## Documento de origem:
• • • •

A psicóloga e escritora da ‘Editora Escreva’, Rachel Ribeiro, conta que essa tendência também alcançou o mercado de trabalho brasileiro. Para compreender o fenômeno no país, ela analisou o perfil dos trabalhadores que aderiram ao movimento da grande renúncia e percebeu que a demissão voluntária atingiu um nicho muito específico no Brasil.
Em 2022, quase metade das demissões voluntárias (48,2%) ocorreram entre os profissionais de nível superior, segundo levantamento da Federação das Indústrias do Rio de Janeiro (Firjan), a partir de dados do Cadastro Geral de Empregados e Desempregados (CAGED/ MTE). Já entre os menos escolarizados, o percentual ficou em 25%.
“Houve também um predomínio dos jovens entre 25 e 39 anos e dos profissionais da área de Tecnologia da Informação — seis das dez ocupações que mais pediram demissão”, explica a especialista. Os dados analisados pela psicóloga estão na nota técnica “A Great Resignation chegou ao Brasil? Uma radiografia dos desligamentos voluntários no país”, produzida pela Firjan.

• • • •

## Item da tarefa A:
Segundo o texto sobre a grande renúncia, qual percentual das demissões voluntárias de 2022 ocorreu entre profissionais de nível superior?
## Item da tarefa B:
Retome o texto sobre a grande renúncia a partir do ponto em que ele termina.
Nenhuma tarefa depende da listagem.

Dados de localização de pontos:
• • • •

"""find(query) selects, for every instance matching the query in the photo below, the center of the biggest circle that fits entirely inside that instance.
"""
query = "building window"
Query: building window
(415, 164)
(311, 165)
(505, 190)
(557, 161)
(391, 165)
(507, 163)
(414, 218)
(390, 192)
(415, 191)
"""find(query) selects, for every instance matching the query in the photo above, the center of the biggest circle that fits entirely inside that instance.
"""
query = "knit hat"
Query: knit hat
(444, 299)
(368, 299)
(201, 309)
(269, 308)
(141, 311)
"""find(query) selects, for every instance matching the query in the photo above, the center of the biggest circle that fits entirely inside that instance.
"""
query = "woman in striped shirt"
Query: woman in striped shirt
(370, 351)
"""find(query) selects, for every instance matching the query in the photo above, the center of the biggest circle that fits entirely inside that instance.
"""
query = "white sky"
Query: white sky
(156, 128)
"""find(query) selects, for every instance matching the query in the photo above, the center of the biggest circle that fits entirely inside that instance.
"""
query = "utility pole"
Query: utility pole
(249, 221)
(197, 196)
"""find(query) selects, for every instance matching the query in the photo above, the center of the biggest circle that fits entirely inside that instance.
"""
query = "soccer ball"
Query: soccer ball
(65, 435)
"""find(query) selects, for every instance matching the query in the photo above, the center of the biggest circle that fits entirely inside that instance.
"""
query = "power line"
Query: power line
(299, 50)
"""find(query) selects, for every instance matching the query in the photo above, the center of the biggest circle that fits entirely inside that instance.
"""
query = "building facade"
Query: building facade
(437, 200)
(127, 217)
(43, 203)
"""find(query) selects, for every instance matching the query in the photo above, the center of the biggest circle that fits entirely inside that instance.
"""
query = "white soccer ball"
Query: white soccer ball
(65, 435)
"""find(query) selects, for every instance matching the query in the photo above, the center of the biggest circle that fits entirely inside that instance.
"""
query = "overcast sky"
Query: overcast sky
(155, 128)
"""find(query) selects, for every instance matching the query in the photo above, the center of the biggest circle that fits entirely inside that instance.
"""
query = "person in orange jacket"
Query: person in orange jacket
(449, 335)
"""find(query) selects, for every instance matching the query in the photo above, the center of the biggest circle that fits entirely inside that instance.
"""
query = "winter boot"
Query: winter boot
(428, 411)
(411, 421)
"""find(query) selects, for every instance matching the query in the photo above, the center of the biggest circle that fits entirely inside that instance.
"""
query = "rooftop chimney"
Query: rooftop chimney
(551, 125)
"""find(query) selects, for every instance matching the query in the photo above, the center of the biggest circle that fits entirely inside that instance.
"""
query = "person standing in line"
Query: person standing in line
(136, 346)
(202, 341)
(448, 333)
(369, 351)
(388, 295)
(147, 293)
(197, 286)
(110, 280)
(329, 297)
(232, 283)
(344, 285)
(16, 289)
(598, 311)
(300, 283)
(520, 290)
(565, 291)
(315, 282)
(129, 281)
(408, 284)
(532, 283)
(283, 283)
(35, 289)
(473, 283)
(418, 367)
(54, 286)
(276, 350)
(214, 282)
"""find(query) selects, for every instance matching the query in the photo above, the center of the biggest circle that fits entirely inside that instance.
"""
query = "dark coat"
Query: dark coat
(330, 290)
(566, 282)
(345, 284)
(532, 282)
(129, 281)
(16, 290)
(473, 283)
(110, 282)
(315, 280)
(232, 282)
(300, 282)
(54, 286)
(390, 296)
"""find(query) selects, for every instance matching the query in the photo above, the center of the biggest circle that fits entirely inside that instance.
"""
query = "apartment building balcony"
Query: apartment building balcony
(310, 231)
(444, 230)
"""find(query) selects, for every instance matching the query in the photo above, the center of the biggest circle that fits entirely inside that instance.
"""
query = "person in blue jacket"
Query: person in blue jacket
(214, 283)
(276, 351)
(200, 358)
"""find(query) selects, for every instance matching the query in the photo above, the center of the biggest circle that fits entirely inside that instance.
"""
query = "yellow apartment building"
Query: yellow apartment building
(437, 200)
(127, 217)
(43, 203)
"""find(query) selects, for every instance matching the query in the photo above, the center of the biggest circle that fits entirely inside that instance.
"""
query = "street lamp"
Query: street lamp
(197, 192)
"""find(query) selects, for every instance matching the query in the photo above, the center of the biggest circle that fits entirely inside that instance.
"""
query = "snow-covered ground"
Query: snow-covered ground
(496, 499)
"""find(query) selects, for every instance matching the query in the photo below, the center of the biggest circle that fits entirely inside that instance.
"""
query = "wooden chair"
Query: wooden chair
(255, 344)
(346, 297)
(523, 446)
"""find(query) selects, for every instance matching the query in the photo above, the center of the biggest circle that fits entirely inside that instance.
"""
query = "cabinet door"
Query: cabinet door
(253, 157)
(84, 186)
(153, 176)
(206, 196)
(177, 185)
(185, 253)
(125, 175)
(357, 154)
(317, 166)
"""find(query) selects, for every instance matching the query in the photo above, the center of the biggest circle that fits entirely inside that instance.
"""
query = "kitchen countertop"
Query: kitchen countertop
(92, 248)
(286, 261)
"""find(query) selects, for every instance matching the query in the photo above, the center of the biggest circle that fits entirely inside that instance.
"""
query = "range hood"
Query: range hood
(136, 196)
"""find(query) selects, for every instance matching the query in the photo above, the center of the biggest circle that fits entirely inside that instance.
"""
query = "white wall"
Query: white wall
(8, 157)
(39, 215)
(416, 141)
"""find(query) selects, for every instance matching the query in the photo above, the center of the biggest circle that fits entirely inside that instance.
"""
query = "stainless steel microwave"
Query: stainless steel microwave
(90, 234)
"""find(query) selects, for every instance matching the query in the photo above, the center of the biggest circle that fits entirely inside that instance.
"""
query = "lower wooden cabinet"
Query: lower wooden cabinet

• • • •

## Sua resposta A:
48,2%.

## Sua resposta B:
O sonho acabou?
De acordo com a professora da Universidade Federal Fluminense, Luciene Morandi, a pandemia acelerou mudanças no mercado de trabalho, sendo a mais importante delas a expansão do uso do trabalho remoto — uma possibilidade já vislumbrada tanto por empresas e trabalhadores, mas ainda com dificuldade de implementação.
Segundo a professora, a modalidade de trabalho não ficou acessível a todos e nem para todas as atividades. Ele explica que se trata de uma prática laboral disponível apenas para aqueles que dispõem de meios adequados para tanto: espaço físico sem perturbação e adaptável para trabalho, computador com câmera e microfone, internet de velocidade alta, entre outros.
“Isso apenas criou ou ampliou as desigualdades do mercado de trabalho, com uma mão de obra elitizada — no sentido de dispor dessas possibilidades e poder trabalhar em melhores condições, a partir do conforto da casa — e que faz o trabalho intercalado com atividades alternativas, em horários mais adequados. Essas pessoas podem gerenciar melhor seu tempo”, ponderou a professora.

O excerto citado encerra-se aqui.